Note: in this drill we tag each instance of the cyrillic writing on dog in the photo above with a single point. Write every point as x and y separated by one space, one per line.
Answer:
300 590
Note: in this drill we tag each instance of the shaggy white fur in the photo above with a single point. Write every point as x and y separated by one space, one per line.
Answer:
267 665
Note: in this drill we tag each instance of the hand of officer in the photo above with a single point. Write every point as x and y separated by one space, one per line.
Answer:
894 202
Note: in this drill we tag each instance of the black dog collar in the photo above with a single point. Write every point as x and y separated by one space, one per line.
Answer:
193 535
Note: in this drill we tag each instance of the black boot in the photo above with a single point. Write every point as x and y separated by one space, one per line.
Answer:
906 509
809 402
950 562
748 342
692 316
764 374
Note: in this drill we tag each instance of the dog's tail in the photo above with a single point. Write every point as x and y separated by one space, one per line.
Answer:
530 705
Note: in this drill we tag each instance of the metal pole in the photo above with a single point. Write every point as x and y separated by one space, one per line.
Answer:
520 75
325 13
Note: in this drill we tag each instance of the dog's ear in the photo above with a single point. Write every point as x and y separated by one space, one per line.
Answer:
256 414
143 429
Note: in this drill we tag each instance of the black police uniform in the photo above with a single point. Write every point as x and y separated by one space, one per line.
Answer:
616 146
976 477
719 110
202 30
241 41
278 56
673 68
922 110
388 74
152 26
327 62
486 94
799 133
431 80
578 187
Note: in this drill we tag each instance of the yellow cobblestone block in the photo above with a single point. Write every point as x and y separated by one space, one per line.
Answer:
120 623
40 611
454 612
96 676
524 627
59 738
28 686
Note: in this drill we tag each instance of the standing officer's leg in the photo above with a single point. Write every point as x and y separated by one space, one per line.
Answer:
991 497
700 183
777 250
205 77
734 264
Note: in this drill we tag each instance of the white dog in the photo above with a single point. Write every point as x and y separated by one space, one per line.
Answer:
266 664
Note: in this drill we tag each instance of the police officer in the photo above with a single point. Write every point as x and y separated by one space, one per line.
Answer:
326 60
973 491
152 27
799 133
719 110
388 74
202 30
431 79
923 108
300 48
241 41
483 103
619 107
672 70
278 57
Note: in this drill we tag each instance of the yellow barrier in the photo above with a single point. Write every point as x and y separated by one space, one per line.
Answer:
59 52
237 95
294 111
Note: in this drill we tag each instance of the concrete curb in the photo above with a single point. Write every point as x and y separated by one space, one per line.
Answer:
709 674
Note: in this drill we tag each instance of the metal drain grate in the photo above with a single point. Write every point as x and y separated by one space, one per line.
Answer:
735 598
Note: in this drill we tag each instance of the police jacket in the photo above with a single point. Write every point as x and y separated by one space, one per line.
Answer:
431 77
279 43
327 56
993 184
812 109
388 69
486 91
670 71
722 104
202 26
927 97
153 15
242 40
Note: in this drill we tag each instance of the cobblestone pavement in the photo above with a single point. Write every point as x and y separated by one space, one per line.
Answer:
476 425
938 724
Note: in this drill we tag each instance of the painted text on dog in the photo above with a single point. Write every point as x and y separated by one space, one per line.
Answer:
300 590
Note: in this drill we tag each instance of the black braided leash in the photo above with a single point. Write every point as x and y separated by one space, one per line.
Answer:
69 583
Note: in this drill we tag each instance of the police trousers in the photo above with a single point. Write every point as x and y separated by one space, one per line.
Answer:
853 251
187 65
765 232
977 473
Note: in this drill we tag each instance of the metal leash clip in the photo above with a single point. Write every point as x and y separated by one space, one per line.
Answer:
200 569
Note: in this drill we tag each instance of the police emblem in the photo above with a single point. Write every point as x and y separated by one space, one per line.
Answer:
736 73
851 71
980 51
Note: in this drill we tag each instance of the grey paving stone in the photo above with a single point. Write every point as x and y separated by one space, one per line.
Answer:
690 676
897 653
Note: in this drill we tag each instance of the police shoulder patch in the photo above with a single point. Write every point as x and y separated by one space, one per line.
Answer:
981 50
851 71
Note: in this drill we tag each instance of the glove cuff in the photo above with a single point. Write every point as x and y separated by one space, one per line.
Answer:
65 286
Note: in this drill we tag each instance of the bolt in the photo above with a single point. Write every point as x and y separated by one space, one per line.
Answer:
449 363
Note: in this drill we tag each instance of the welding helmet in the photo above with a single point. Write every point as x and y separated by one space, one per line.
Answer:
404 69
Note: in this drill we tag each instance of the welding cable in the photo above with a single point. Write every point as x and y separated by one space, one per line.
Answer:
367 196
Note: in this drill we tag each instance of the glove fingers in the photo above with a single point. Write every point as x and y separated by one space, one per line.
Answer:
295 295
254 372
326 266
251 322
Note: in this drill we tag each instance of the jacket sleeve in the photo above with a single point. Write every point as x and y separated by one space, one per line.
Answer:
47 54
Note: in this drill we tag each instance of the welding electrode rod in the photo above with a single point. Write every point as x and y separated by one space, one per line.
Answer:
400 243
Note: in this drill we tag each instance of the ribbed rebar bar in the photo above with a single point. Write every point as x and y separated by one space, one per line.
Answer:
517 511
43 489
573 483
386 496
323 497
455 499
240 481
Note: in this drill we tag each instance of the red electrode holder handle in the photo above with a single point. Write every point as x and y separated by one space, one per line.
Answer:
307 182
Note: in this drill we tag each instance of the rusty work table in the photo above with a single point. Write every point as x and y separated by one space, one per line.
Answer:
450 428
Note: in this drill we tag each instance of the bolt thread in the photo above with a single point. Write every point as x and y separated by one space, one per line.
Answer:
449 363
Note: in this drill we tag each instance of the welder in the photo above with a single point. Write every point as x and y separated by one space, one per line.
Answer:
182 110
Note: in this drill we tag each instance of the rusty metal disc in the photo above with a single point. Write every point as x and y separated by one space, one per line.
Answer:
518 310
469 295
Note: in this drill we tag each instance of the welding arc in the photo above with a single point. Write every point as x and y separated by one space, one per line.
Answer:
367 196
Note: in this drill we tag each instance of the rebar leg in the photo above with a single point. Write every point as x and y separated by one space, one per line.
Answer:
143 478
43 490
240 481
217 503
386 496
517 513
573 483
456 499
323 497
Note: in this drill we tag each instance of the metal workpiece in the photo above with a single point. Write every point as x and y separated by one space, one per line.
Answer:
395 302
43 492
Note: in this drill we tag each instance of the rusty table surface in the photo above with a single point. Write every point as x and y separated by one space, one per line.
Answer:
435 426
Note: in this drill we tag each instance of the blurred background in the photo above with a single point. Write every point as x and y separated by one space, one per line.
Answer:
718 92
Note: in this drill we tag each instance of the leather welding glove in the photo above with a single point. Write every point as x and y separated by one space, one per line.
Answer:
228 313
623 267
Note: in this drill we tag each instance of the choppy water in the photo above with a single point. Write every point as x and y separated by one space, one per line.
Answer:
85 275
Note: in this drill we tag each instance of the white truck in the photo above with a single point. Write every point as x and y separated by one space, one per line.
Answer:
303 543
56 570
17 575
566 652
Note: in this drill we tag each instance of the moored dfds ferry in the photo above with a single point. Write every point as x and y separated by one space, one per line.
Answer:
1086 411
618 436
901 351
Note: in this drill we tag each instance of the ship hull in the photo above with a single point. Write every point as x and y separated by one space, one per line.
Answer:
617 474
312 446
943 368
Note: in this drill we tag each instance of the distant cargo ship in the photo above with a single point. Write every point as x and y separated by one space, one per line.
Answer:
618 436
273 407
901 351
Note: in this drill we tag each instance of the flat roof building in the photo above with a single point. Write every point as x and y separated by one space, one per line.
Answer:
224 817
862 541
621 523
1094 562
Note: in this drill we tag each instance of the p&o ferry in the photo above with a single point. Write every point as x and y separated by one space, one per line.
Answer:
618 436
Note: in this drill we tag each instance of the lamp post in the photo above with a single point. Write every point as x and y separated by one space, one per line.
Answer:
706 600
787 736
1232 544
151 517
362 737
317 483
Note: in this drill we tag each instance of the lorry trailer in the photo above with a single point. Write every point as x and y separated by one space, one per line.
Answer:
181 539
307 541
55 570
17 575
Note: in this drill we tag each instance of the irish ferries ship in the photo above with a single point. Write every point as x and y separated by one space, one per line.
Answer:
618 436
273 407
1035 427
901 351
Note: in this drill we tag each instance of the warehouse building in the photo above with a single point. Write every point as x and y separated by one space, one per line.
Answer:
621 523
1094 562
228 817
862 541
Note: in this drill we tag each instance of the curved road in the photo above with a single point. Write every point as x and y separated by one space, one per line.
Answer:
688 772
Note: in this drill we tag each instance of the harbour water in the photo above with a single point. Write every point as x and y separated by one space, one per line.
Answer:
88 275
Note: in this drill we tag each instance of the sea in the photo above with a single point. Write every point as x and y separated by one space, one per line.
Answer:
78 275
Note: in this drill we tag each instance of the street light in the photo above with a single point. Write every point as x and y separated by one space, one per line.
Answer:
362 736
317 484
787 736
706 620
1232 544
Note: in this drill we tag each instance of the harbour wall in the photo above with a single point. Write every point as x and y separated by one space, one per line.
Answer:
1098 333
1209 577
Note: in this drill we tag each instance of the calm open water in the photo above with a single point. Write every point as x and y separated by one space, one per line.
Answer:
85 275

==*==

> _Work order_: Across all lines of the data above, count those that contain the word "jacket", giving the number without further comment.

> _Reply_: 2